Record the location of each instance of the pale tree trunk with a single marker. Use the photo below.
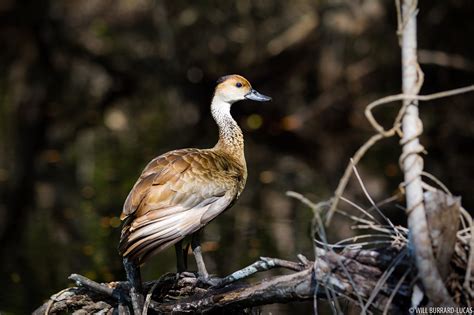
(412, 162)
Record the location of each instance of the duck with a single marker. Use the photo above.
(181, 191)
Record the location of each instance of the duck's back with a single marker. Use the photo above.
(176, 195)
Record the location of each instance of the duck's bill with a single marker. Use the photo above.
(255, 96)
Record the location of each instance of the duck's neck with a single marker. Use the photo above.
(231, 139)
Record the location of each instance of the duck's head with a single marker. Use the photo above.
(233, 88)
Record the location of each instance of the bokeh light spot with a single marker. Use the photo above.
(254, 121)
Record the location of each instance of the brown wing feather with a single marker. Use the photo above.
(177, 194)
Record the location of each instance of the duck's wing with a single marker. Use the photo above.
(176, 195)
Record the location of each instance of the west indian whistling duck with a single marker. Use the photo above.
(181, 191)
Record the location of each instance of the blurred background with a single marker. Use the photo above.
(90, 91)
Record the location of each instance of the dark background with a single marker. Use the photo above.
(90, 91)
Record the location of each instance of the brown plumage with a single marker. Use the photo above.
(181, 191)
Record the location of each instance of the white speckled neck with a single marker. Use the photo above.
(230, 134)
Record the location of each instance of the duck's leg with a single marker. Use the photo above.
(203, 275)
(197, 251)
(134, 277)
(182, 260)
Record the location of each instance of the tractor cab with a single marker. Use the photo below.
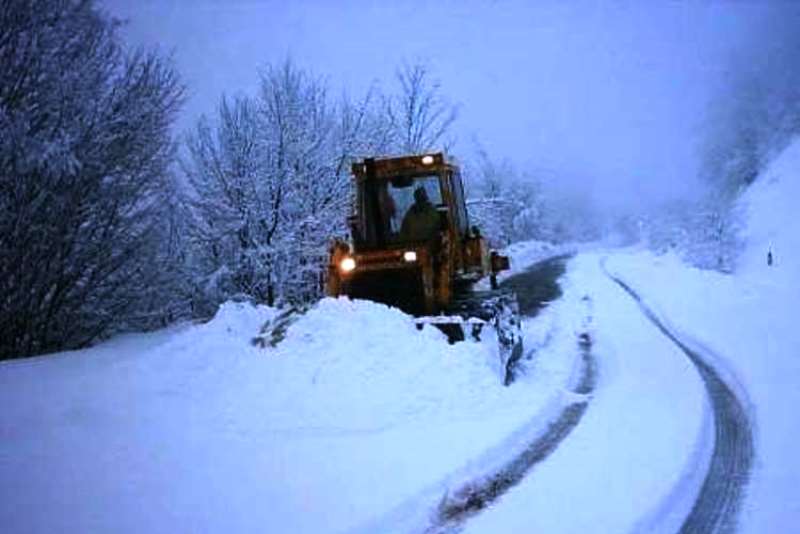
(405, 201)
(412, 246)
---
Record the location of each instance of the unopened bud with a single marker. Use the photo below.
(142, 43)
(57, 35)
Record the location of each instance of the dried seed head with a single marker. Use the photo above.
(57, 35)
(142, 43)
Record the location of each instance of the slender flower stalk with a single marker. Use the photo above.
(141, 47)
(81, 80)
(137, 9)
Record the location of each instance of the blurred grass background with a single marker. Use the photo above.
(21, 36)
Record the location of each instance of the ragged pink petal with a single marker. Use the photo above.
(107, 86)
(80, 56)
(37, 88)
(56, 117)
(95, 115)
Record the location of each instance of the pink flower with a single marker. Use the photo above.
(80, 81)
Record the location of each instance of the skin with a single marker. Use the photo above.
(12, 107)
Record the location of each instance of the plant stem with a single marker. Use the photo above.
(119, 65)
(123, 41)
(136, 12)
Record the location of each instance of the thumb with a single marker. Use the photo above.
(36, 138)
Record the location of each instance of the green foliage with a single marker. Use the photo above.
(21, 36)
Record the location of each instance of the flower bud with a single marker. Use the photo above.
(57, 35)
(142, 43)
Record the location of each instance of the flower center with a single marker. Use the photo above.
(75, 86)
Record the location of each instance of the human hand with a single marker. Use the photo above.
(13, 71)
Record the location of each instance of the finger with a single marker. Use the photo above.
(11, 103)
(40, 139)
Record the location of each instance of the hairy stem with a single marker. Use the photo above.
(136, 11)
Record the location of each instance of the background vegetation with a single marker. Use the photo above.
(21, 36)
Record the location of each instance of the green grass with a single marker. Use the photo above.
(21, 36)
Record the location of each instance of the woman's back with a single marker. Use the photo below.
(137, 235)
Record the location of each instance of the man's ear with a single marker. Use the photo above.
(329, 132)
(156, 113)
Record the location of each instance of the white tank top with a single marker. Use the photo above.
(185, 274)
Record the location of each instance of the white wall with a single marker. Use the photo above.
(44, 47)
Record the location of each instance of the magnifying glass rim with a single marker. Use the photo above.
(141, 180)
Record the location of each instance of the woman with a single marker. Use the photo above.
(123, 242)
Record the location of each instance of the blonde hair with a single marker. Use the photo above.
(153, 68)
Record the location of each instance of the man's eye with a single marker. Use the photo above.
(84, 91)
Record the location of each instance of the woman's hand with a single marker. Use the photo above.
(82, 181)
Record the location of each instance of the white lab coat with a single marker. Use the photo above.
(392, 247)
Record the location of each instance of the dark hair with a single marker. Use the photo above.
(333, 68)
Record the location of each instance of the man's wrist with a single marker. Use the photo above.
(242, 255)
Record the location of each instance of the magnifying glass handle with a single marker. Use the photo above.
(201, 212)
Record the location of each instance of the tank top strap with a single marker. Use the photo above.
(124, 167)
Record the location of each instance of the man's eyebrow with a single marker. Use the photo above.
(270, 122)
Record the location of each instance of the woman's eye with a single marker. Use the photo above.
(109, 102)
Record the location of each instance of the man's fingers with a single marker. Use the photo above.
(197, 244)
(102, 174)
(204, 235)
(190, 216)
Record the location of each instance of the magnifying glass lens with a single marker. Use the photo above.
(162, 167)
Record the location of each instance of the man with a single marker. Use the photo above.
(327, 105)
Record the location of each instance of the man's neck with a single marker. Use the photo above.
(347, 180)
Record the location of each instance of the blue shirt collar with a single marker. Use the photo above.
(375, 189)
...
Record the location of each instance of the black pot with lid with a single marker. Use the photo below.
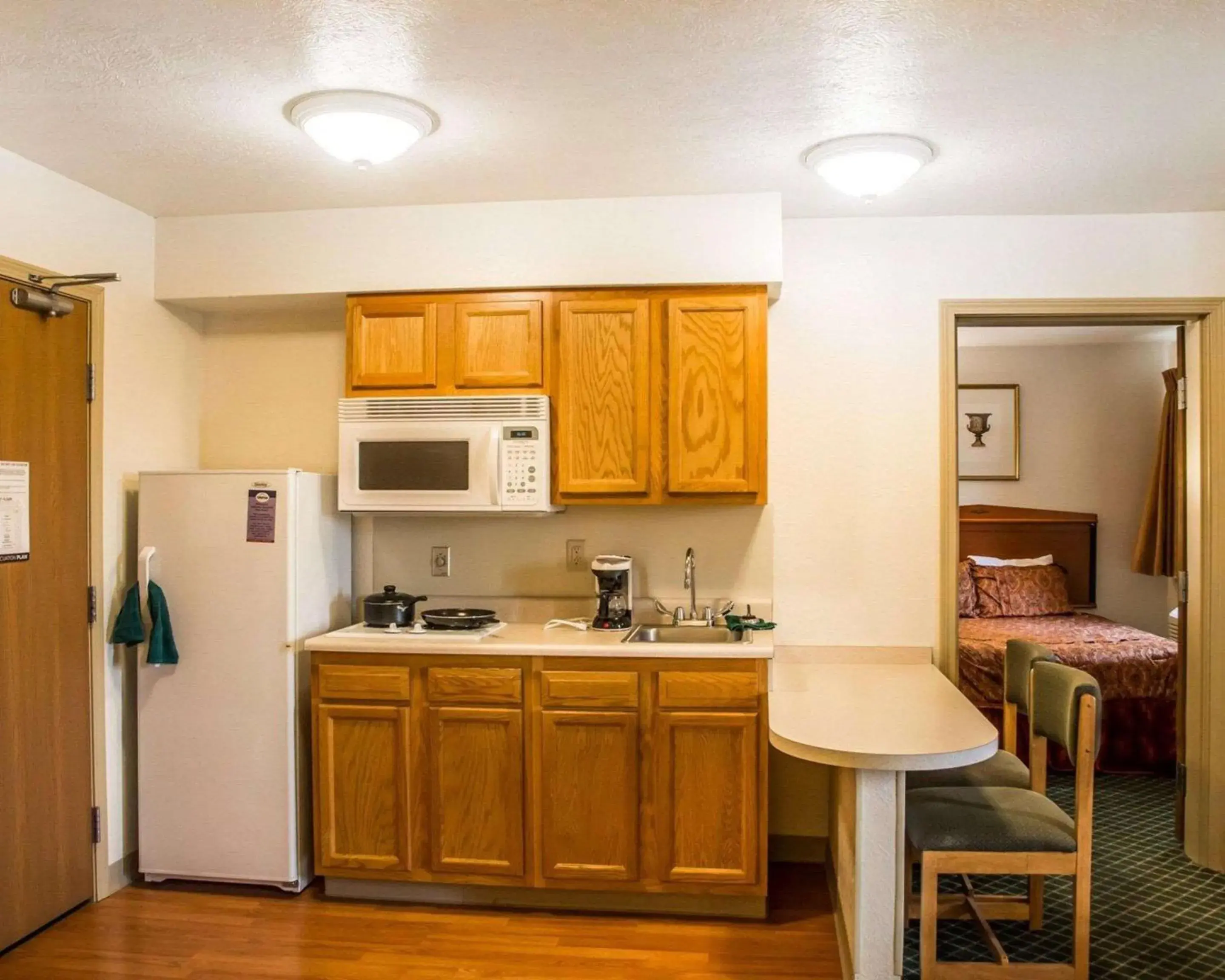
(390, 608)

§ **THE TASK**
How many lines in the entries above contain the string "pink", with case counting? Reply with only the number.

§ **SOLUTION TO THE PROBLEM**
2